### Referring expression pointing data
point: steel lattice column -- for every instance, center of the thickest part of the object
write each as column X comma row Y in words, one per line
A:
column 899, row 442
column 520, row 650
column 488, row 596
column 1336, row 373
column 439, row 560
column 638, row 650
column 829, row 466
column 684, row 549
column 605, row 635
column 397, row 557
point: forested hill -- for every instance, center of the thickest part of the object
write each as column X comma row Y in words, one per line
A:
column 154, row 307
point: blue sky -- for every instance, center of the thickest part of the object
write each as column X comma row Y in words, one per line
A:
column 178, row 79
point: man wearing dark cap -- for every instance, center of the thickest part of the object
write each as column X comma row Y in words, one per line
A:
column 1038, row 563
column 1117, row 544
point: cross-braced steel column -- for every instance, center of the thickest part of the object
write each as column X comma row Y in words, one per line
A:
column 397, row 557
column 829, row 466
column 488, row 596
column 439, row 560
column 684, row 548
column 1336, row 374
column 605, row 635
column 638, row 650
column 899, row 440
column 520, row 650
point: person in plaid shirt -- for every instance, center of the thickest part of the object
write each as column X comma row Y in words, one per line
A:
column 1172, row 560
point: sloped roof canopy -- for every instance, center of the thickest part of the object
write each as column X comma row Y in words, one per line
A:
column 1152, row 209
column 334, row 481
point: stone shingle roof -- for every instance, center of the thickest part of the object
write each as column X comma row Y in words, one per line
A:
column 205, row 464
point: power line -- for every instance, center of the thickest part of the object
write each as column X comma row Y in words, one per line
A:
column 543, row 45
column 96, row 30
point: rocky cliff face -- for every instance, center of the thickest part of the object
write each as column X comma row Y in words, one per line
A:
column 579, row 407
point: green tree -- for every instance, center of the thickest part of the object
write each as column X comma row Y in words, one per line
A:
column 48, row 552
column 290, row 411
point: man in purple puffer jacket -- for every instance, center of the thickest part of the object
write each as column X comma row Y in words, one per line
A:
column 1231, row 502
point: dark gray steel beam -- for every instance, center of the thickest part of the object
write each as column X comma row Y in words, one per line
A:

### WHAT IS REQUIRED
Without altering a single word, transcribe the entries above.

### EXPECTED OUTPUT
point: steel lattice column -- for every instance, center of the thickest part of the object
write each as column X comma row Y in words, one per line
A:
column 899, row 442
column 520, row 650
column 488, row 596
column 1336, row 373
column 439, row 560
column 638, row 650
column 829, row 466
column 684, row 549
column 605, row 635
column 397, row 557
point: forested hill -- for every instance, center of the thickest part of the object
write each as column X comma row Y in words, one per line
A:
column 154, row 307
point: blue sky -- for every instance, center of the thickest part of the object
write each as column X comma row Y in words, one per line
A:
column 178, row 79
point: man wearing dark cap -- for every instance, center of the thickest part of the object
write each as column X comma row Y in words, one per line
A:
column 1038, row 563
column 1117, row 544
point: cross-braced steel column -- for every instance, center of the thickest part of the object
write each as column X comma row Y in words, one per line
A:
column 397, row 557
column 829, row 466
column 488, row 596
column 439, row 560
column 684, row 548
column 1336, row 374
column 605, row 635
column 638, row 650
column 899, row 440
column 520, row 650
point: person in plaid shirt -- for every instance, center of the thickest part of the object
write each as column X comma row Y in words, one per line
A:
column 1172, row 560
point: sloped roof canopy -- for every instance, center of the thickest part of the object
write each as column X comma row Y in words, one per line
A:
column 1152, row 209
column 334, row 481
point: stone shingle roof -- for every instance, center of the thickest part of the object
write each as column X comma row Y in words, one per line
A:
column 205, row 464
point: power line -- for every instance, center of the thickest part of the object
write each as column X comma row Y in words, one per line
A:
column 543, row 45
column 96, row 30
point: rocky cliff face -- for every instance, center of the thickest part of the object
write each as column X comma row Y in words, one per line
A:
column 579, row 407
point: green tree -- for every instance, center of the thickest part of the object
write each as column X comma row Y in words, one per line
A:
column 48, row 552
column 290, row 411
point: man in purple puffer jacket -- for every instance, center of the thickest part of the object
write each as column X comma row Y in words, one per line
A:
column 1231, row 502
point: dark gray steel beam -- for every instance, center of the thickest part of the object
write each as column X comma row Y in words, one per line
A:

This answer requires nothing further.